Stored items from a collection:
- Opening Delimiter -

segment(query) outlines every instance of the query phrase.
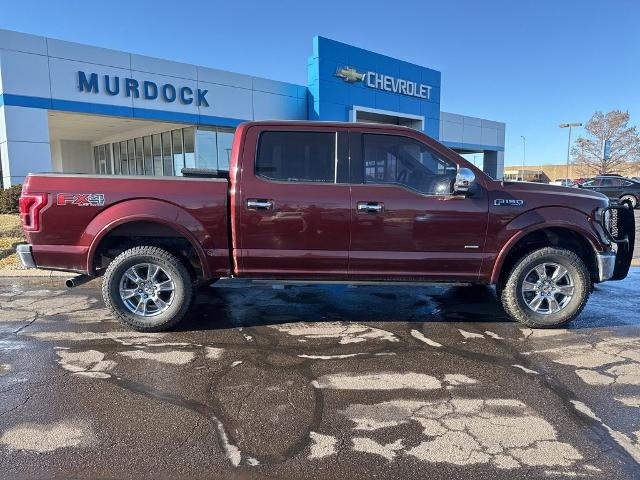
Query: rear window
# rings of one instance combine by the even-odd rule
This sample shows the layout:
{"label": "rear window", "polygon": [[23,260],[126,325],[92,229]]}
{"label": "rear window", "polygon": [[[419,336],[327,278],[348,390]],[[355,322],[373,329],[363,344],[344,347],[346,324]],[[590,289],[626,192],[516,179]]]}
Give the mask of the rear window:
{"label": "rear window", "polygon": [[263,132],[256,175],[285,182],[336,182],[335,132]]}

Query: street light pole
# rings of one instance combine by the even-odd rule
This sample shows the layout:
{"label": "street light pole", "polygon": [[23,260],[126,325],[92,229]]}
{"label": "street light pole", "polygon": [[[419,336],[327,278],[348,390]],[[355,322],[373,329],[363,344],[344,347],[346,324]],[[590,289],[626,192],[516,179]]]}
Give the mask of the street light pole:
{"label": "street light pole", "polygon": [[527,162],[527,139],[524,135],[520,135],[522,138],[522,181],[524,182],[524,165]]}
{"label": "street light pole", "polygon": [[570,156],[570,152],[571,152],[571,127],[581,127],[582,124],[578,123],[578,122],[574,122],[574,123],[561,123],[560,124],[560,128],[567,128],[569,127],[569,143],[567,143],[567,180],[569,180],[569,156]]}

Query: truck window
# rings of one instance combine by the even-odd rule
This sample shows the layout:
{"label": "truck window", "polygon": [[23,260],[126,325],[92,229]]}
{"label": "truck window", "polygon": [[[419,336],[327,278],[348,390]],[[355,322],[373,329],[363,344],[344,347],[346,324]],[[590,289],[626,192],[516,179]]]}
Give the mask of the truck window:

- Closing Delimiter -

## WHAT THE TASK REQUIRES
From the entries, copy out each line containing the word "truck".

## ANSWER TO THE PROBLEM
Query: truck window
{"label": "truck window", "polygon": [[23,260],[126,325],[92,229]]}
{"label": "truck window", "polygon": [[[419,336],[327,278],[348,390]],[[355,322],[373,329],[363,344],[344,347],[346,324]],[[590,289],[626,192],[516,179]]]}
Give the mask of the truck window:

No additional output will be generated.